Write out all of the data again, exactly as it reads.

Dataset excerpts
● ● ● ●

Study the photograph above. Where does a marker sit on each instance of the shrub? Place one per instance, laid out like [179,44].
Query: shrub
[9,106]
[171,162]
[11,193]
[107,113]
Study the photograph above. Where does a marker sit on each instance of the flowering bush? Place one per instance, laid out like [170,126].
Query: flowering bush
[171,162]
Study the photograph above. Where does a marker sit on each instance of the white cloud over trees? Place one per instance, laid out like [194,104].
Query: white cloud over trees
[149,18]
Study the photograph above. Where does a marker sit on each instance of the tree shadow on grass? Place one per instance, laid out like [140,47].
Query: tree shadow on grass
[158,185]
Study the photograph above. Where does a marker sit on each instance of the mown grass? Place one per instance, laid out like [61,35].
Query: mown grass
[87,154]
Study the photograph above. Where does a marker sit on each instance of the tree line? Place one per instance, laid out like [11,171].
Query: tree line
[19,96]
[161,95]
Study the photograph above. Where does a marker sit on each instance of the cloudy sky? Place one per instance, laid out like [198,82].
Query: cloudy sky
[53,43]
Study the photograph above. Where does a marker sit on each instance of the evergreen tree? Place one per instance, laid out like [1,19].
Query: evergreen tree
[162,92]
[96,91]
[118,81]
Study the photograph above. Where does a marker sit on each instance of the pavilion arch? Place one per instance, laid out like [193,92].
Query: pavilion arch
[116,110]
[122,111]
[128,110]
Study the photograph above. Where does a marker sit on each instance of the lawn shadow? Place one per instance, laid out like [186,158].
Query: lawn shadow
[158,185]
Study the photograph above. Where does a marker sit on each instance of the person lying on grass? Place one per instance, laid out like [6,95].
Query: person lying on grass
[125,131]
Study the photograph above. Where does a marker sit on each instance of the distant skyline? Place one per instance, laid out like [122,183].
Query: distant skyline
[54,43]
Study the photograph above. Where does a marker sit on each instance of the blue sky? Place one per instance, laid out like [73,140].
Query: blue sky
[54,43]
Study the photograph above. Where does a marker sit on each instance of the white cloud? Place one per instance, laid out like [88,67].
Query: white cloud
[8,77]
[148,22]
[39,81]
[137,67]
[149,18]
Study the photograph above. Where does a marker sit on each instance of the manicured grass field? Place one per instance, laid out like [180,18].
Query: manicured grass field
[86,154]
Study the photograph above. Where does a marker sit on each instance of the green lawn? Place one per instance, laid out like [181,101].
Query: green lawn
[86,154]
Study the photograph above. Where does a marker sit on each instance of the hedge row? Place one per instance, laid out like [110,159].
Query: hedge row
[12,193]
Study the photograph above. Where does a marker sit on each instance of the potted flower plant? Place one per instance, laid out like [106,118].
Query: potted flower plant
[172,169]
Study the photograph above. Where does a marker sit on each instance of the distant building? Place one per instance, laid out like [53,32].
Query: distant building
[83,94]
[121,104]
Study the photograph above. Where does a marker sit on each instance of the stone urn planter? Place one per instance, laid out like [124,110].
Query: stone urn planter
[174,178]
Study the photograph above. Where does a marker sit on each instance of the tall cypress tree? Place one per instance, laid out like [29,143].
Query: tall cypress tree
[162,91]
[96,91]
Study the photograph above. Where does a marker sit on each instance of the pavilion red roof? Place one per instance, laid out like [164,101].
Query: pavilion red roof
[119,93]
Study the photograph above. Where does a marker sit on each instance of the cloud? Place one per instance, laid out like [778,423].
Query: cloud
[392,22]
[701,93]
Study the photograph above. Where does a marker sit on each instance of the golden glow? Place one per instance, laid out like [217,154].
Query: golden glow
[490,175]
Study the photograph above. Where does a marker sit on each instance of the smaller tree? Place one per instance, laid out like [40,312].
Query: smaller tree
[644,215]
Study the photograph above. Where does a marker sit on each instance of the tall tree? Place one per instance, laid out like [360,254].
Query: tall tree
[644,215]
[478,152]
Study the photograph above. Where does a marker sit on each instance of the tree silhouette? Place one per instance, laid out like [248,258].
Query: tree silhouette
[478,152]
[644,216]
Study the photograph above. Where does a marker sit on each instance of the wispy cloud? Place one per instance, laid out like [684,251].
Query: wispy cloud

● ● ● ●

- _RESPONSE TO THIS TASK_
Study the photograph above. Where does a marker sit on each instance of the shrub? Place one per instance, laid out like [179,44].
Query: shrub
[9,106]
[171,162]
[11,193]
[107,113]
Study the photograph above. Where does a marker sit on each instance of the flowering bush? Place one per instance, laid out like [170,126].
Query: flowering bush
[171,162]
Study the photograph above. Where does a marker sit on each instance of the white cloud over trees? Place one per instance, laid out like [194,104].
Query: white cloud over trees
[149,18]
Study the photograph above. Where does a marker sit on each instance of the tree shadow on grass? Place one per instance, laid out like [140,47].
Query: tree shadow on grass
[158,185]
Study the photograph above. Where does a marker sit on each instance of the mown grass? Place one per instance, laid out like [61,35].
Query: mown grass
[87,154]
Study the photograph above. Where does a marker sit on each instance of the tree line? Place one per instance, laid out like [11,171].
Query: tree line
[19,96]
[161,95]
Study the photograph above. Where does a marker sit on each instance of the cloudy sky? Place one per instance, laid out like [198,82].
Query: cloudy sky
[53,43]
Study the photograph above. Where does a marker sit on each instance of the evergreen tree? Place one per instance, laid out like [1,19].
Query: evergreen tree
[162,92]
[96,91]
[118,81]
Study the photograph above. Where does a marker sit on each instance of the pavilion arch? Place one per instance, laid out like [193,92].
Query: pavilion arch
[116,110]
[122,111]
[128,110]
Study the photograph above. Where does a marker sit on each instance of the lawn shadow? Place one per instance, laid out like [186,158].
Query: lawn shadow
[158,185]
Study the photograph above. Where does a marker sit on each instance of the person lying on grass? Place one per instance, laid out like [6,95].
Query: person lying on grass
[125,131]
Study the photograph above. Where does a marker sit on each instance of the distant skyline? Place one per instance, laid out like [122,183].
Query: distant skyline
[54,43]
Study the photograph above. Where does a marker sit on each instance of the blue sky? Place one per instance, laid out like [73,140].
Query: blue sky
[54,43]
Study the photograph above. Where does a marker sit on each instance of the white cloud? Place one per instance, laid out like [88,67].
Query: white cloud
[8,77]
[148,22]
[39,81]
[137,67]
[149,18]
Study the photograph above. Where does a marker sit on each instance of the manicured grass field? Place one per instance, laid out like [180,18].
Query: manicured grass field
[86,154]
Study the photograph above. Where does a marker sit on each instance of the green lawn? Place one per instance, laid out like [181,101].
Query: green lawn
[86,154]
Study the photograph above. Where does a marker sit on each instance of the hedge row? Place one per instance, laid out like [110,159].
Query: hedge row
[12,193]
Study the photograph above. Where does a marker sit on each instance of the potted flower plant? Place one per instance, laid out like [106,118].
Query: potted flower plant
[172,169]
Study the photograph above. Where does a marker sit on each instance of the distant building? Place one per instance, laid out like [53,32].
Query: distant building
[83,94]
[121,104]
Study the photograph above. Where does a marker sit on each instance of the stone urn planter? Place one per instance, laid out like [124,110].
Query: stone urn planter
[174,178]
Study the photograph above. Where does a marker sit on each instance of the tall cypress tree? Place one per instance, laid out like [29,143].
Query: tall cypress tree
[162,91]
[96,91]
Study the photograph above. Where does a marker sit on each instance of the pavilion red roof? Place one per instance, laid out like [164,101].
Query: pavilion red roof
[119,93]
Study the photograph above. Where does a marker sit on each instance of the cloud? Place one per instance, laid out like [778,423].
Query: cloud
[392,22]
[701,93]
Study the photograph above. Where does a marker sit on each instance of the golden glow? Place one per instance, laid out like [217,154].
Query: golden glow
[490,175]
Study the photograph above. Where does a marker sit on each instance of the smaller tree? Place one per instance, laid out like [40,312].
Query: smaller tree
[644,215]
Study the photograph above. Where does a marker sit on each instance of the tall tree? Place one per instance, laid out like [360,254].
Query: tall tree
[644,215]
[478,152]
Study the photograph above. Where does a marker sit on each instance of the tree silhouette? Place one per instance, laid out like [248,258].
Query: tree silhouette
[478,152]
[644,216]
Study the photograph above. Where does a marker sit on each instance of the wispy cloud? Place one per instance, laid out like [684,251].
Query: wispy cloud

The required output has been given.